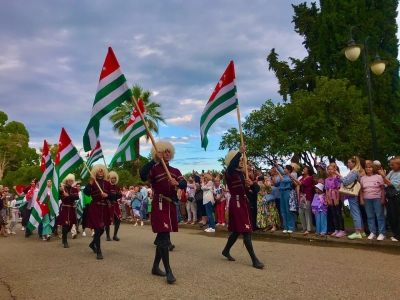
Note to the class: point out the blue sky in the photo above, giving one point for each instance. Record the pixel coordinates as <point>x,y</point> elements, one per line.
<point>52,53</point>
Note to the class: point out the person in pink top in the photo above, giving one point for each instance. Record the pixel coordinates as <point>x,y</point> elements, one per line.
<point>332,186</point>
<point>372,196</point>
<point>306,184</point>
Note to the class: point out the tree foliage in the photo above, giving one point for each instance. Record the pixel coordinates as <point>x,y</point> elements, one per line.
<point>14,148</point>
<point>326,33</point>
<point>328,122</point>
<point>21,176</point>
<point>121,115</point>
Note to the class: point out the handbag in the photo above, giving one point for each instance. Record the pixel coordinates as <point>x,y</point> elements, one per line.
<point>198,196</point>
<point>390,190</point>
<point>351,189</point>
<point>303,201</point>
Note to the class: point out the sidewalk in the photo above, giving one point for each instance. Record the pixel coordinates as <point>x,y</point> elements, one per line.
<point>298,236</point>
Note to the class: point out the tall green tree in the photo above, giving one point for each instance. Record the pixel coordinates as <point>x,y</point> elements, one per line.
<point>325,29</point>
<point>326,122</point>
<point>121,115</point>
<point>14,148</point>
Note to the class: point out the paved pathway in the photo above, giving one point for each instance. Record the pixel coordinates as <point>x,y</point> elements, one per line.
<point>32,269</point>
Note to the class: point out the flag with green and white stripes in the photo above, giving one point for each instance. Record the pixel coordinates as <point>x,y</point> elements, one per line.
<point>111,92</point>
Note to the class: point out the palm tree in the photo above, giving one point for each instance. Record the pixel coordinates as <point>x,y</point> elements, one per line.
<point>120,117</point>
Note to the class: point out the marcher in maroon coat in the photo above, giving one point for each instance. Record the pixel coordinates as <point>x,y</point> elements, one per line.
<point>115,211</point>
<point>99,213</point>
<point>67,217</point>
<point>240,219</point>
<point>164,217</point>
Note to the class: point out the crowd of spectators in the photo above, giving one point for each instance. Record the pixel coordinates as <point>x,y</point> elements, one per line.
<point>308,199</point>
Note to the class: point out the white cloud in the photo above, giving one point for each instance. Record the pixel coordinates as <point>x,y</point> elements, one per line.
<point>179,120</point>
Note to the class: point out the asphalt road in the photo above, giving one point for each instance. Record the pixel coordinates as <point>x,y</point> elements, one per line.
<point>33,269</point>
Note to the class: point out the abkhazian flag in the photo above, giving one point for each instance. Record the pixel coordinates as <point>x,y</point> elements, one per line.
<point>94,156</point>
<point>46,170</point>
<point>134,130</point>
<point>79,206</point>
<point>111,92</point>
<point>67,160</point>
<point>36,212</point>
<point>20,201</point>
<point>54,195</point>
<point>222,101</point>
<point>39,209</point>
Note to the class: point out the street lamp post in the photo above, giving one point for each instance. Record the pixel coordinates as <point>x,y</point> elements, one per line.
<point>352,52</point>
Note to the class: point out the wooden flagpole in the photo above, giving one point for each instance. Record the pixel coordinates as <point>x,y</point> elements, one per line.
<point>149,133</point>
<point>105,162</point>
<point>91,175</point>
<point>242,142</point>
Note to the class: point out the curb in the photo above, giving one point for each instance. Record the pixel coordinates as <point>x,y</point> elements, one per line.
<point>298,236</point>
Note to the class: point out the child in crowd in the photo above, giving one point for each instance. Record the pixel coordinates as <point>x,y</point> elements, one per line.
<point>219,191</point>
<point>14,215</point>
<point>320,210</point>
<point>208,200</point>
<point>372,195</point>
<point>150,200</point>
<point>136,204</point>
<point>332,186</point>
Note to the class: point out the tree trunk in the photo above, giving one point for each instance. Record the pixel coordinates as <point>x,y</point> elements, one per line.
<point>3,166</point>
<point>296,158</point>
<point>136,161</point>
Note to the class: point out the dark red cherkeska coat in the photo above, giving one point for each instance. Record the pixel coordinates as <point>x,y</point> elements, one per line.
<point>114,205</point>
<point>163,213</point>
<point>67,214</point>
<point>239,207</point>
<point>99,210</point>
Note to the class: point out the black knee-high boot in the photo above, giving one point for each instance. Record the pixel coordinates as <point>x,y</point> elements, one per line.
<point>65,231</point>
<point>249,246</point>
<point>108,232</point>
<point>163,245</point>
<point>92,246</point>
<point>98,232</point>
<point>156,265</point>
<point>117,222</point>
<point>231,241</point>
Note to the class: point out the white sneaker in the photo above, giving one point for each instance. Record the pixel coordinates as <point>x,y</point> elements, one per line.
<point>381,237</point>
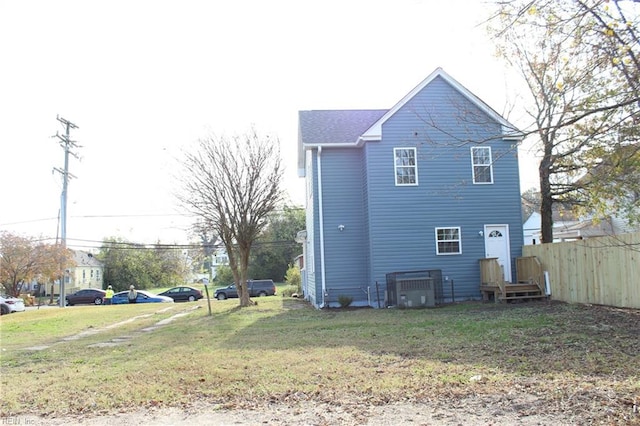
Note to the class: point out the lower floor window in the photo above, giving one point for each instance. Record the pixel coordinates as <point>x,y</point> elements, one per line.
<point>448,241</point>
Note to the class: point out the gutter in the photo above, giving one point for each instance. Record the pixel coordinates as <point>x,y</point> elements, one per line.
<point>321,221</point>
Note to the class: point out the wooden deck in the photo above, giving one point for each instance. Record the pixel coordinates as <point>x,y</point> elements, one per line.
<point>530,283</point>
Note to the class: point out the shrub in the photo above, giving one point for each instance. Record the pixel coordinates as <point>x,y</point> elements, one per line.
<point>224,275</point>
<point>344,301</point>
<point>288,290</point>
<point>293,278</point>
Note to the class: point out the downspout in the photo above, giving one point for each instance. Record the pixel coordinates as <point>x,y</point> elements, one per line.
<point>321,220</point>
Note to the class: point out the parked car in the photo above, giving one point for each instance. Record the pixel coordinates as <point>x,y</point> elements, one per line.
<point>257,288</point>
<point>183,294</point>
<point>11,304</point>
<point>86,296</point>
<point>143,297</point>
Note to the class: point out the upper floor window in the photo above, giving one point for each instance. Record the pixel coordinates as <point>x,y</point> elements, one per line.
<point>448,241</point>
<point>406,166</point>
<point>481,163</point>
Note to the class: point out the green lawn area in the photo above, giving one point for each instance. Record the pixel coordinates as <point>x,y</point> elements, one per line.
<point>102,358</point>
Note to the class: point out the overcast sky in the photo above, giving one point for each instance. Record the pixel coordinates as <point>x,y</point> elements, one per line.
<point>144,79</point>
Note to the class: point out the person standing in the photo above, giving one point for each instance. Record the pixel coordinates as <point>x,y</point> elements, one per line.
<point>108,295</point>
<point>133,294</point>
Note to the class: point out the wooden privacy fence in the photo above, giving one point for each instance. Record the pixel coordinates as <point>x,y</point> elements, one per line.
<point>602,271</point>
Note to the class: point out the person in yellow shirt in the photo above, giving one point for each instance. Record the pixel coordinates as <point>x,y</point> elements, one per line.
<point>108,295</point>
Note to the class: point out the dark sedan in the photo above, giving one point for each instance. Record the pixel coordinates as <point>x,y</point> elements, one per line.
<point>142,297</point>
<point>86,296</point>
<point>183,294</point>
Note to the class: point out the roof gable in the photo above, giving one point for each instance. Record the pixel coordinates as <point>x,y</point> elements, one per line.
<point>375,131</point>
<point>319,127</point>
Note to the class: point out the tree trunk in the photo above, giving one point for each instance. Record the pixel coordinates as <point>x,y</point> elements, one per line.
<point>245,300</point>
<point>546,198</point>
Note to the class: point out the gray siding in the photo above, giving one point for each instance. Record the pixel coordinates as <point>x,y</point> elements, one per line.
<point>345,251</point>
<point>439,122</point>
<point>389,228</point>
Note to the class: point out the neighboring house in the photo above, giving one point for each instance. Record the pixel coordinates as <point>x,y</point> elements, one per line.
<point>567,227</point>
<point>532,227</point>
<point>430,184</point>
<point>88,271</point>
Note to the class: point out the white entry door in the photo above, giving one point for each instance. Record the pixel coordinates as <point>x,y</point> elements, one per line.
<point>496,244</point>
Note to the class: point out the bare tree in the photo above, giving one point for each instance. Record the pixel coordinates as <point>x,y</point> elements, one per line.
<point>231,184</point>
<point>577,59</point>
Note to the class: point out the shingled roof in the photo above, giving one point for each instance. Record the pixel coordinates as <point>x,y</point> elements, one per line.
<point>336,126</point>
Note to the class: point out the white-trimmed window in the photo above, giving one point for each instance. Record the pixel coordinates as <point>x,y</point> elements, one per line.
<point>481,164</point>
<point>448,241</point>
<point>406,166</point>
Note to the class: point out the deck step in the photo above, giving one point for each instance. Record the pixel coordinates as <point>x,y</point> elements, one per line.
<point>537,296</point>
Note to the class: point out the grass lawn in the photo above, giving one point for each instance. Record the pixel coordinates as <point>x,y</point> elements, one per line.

Your task:
Copy the lines from the one with "Note to the class: point out the flag" up to and including the one with "<point>120,117</point>", keeping the requests unchanged. Scale each coordinate in the answers by 0.3, rounding to whole numbers with halves going up.

Written reply:
Note to the class: point out the flag with green and white stripes in the photo above, giving one point for each instance. Record the pixel coordinates as <point>x,y</point> elements, one per line.
<point>33,28</point>
Note to the class: point out the palm tree in the photo above, giving one point for each instance. Record the pixel coordinates as <point>x,y</point> elements, one per line.
<point>36,35</point>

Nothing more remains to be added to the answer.